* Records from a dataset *
* begin *

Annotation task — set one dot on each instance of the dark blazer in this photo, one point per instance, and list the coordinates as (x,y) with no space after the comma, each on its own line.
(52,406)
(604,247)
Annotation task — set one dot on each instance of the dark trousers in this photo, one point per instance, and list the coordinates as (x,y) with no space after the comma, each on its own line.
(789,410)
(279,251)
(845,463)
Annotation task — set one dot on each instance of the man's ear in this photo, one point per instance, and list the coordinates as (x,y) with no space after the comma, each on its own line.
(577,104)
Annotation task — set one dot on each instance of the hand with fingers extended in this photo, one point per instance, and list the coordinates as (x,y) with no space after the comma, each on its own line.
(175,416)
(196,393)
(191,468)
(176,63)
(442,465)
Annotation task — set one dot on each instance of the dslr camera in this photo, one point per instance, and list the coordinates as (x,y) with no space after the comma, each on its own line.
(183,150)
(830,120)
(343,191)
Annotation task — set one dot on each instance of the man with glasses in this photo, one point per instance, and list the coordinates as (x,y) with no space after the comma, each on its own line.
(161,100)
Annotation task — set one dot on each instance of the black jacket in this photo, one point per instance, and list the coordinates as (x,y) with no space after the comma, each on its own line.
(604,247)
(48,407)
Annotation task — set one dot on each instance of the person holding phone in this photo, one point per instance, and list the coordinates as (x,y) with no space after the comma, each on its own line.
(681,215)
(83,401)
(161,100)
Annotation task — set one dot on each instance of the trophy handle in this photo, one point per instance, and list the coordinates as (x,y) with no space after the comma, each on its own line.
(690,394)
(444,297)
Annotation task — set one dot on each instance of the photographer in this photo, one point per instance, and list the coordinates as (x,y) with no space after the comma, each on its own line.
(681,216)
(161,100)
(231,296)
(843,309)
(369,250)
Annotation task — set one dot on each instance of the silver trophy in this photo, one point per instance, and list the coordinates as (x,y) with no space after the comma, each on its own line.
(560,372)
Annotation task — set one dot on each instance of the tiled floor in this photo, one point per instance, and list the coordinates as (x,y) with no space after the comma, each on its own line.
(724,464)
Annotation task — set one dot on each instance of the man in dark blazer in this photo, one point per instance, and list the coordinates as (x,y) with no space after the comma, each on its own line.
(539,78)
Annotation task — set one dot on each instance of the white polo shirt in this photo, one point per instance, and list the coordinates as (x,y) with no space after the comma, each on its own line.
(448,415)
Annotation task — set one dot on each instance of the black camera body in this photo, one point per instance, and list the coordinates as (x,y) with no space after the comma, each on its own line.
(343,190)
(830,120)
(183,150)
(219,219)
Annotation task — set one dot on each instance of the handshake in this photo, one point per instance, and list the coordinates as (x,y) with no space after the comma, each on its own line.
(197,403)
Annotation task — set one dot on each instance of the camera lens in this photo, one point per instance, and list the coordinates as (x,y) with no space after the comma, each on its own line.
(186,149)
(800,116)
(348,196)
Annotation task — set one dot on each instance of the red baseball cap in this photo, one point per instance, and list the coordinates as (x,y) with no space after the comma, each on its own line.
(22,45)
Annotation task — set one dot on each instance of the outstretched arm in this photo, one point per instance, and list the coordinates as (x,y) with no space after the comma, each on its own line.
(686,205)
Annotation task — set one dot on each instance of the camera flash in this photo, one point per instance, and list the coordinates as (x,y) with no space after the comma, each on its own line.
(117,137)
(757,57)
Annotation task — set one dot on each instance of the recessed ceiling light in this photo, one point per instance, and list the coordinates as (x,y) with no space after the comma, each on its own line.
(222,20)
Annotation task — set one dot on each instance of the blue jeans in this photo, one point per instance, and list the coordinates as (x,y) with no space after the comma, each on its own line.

* end *

* EXERCISE REQUIREMENTS *
Transcribe the full listing above line by line, with no changes.

* TASK RESPONSE *
Annotation task — set one dot on each instance of the dark blazer in this photo, one point per instance, and list the coordinates as (x,y) with no space after the comma, each on its own line.
(52,406)
(604,247)
Annotation task — set one dot on each instance of the dark trousers in this photo, one point per instance, and list the coordinates as (x,y) with no space after the comma, each on its own line.
(789,410)
(279,251)
(845,463)
Annotation task — set one dot on each instance of the man's ear in this photo, one point per instance, and list the coordinates as (x,y) with no space after the comma, each on its own line.
(577,104)
Annotation task — set one dot on each instance of the hand with fingers extended in this photo, one point per instance, and list the coordinates as (x,y) with no space after the comma, each on its own line.
(175,416)
(196,393)
(191,468)
(176,63)
(442,465)
Annotation task — set one dot on each instance of the dslr camera in this photo, one point per instance, and list the coordinates as (x,y) with no space after the comma, each on its own line.
(183,150)
(830,120)
(343,191)
Annotation task — set one dot on each instance of the man with glasses in this photo, one point per instance, and list the coordinates as (x,y) with no space after the comma, each on its own line.
(161,100)
Annotation task — set one dot on each instance of the black jacket in this photo, one point per instance, and list the coordinates as (x,y) with no space after the comma, each on its own line.
(604,247)
(48,407)
Annotation task — set one dot on each instance of the person holding phone in this photo, one point per instance, and list the coordinates as (x,y) with no space after the comma, each on its own line.
(681,215)
(83,401)
(161,100)
Annotation task — set one dot on each instance of the trophy handle in this photo, one point per instance, and list the coordinates as (x,y) with no space after the comma, each on its own line.
(690,394)
(444,297)
Annotation task — set one dot on each instance of the photographer in this photo, one point per instance, and list the coordinates as (x,y) with no space after the comma, each on its own line.
(681,216)
(161,100)
(231,296)
(843,309)
(369,250)
Annotation task — set one dot on each instance of the silver trophy in this photo, one point per instance, and list the coordinates as (x,y) with no space after the comma, each on its own line.
(560,372)
Annotation task — set one dot on each instance of the tiled floor in this photo, one point per instance, and list the coordinates as (x,y) with no space after the comma, each on its own line.
(724,464)
Annotation task — set one dot on each instance of the man in dark blazer in this photo, one point per instance, and list the coordinates as (x,y) with no space after the comma, each on its own line.
(539,78)
Annotation task — set one dot on each instance of the white polo shirt in this photo, one point per instance, and list the coordinates as (x,y) with no space after the comma, each on its own line.
(448,415)
Annotation task — set one dot on each instance of the black camera body in this photo, one point per instance, and list the coordinates as (x,y) with no space after the comma, each on its own line.
(343,190)
(830,120)
(183,150)
(219,219)
Annotation task — set one dot on each instance of the handshake in this photo, one point per instance, and list the coordinates as (x,y) with no space after the comma, each on its own line.
(197,403)
Annotation task — set one dot on each instance of the camera lens in this photo, one point per instance, and list the coordinates as (x,y) with no space after the comma, each on its own line.
(186,149)
(800,116)
(348,196)
Annotation task — set one dot on each instance of the red baseball cap in this photo, one point per instance, and list the coordinates as (x,y) with no space after the comma, each on its own line.
(22,45)
Annotation task — set one dot on each instance of the outstretched arm in this photo, one point per instance, and list the coordinates as (x,y) with no space after the comma, each on its own line.
(686,205)
Annotation task — set one dot on each instance of the camera flash in this photo, one point per instance, and list the coordinates as (x,y) with no space after the comma, each on its own line.
(117,137)
(757,57)
Annotation task — set one dot on each instance of the recessed ceiling light in this photo, one point per instance, and list the coordinates as (x,y) with no space after the comma, each on its own line.
(222,20)
Annotation task — set one dot on each instance of the blue jeans in this photo, one point per instance, and list the coordinates as (x,y) with no space after the comma, each on its own line.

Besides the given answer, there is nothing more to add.